TASK SET:
**1.** According to the DC motor thread, which parameter is hard both to calculate and to measure, and what makes measuring it difficult?
**2.** Summarize the DC motor thread in two sentences.
**3.** Repeat the part of the DC motor thread starting at "Ra can be calculated" and ending at "book for details.".

TEXT PASSAGE:
»»

# DC motor parameters estimation ?



## iugmoh (Jun 6, 2008)

hi all,
I need your help, experience, references, or hints on how to estimate the parameters for any DC motor , like these parameters 
----------------------------------------------------
These are the motor parameters that are needed:
Motor voltage constant Ke (volts-sec/rad)
Motor torque constant KT (lb-in/amp)
Motor resistance Ra (ohms)
Motor inductance La (Henries)
Motor inertia Jm (lb-in-sec^2)
Load inertia reflected to the motor armature shaft Jload (lb-in-sec^2)
-----------------------------------------------------
because sometimes we find a dc motor from any source and need to make any control project but you need its parameters to work, so if one have any information will be thanks


----------



## major (Apr 4, 2008)

iugmoh said:


> hi all,
> I need your help, experience, references, or hints on how to estimate the parameters for any DC motor , like these parameters
> ----------------------------------------------------
> These are the motor parameters that are needed:
> ...


Hi iugmoh,

The motor torque and voltage constants are equal in metric units.

K = (p*N)/(2*pi*a)

Where:
p = # of poles
N = # of conductors
2 = 2
pi = 3.14
a = # of current paths

Ra can be calculated from the wire size, turns and geometey, but easier and more accurate to measure.

La is even harder to calculate and even difficult to measure due to saturation effects.

The rotor and load inertias can be calculated using the size, shape and mass. See a physics book for details.

Regards,

major


----------

««

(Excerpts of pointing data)
»»

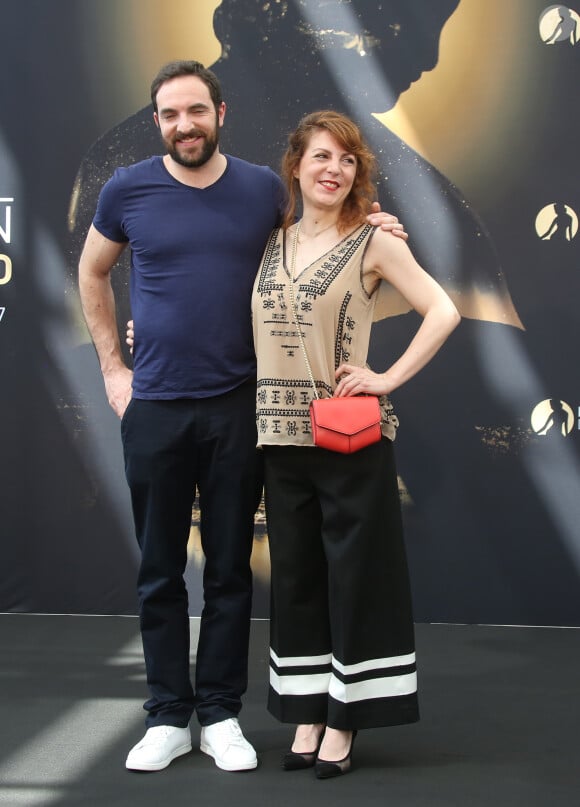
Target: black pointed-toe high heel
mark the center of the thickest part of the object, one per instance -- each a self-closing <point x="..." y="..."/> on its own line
<point x="324" y="769"/>
<point x="295" y="761"/>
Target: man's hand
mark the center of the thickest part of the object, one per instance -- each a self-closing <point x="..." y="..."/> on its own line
<point x="386" y="222"/>
<point x="118" y="385"/>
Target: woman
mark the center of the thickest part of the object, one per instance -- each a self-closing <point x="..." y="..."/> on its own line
<point x="342" y="651"/>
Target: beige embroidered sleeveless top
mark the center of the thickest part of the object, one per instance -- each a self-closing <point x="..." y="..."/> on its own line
<point x="335" y="314"/>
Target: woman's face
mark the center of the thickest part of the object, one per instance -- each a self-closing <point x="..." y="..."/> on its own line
<point x="326" y="172"/>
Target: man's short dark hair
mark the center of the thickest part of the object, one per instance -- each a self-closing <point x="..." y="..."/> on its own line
<point x="187" y="68"/>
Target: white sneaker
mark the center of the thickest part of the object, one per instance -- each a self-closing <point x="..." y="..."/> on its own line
<point x="160" y="746"/>
<point x="225" y="742"/>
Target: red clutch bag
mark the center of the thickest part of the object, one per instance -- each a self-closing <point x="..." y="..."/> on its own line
<point x="345" y="424"/>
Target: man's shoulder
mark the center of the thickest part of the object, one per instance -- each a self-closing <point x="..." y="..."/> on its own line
<point x="245" y="167"/>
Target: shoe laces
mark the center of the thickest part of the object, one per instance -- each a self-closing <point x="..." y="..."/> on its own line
<point x="230" y="730"/>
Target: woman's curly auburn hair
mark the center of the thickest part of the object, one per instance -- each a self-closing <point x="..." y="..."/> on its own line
<point x="348" y="135"/>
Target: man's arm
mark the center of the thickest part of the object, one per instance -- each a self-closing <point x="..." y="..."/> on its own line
<point x="98" y="257"/>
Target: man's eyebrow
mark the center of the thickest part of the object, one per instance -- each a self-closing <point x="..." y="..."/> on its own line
<point x="199" y="107"/>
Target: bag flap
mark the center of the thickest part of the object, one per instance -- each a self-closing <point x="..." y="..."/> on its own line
<point x="347" y="415"/>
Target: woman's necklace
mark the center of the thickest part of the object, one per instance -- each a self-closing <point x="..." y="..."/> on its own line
<point x="311" y="237"/>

««

RESPONSES BY TASK:
**1.** The motor inductance La is hard both to calculate and to measure, and saturation effects make measuring it difficult.

**2.** A forum user asks for help estimating the parameters of a DC motor found from any source: the voltage and torque constants, resistance, inductance, motor inertia, and reflected load inertia. The reply says the torque and voltage constants are equal in metric units and gives a formula for them, advises measuring resistance rather than calculating it, notes that inductance is hard to calculate and to measure because of saturation effects, and says the rotor and load inertias can be calculated from size, shape and mass.

**3.**
Ra can be calculated from the wire size, turns and geometey, but easier and more accurate to measure.

La is even harder to calculate and even difficult to measure due to saturation effects.

The rotor and load inertias can be calculated using the size, shape and mass. See a physics book for details.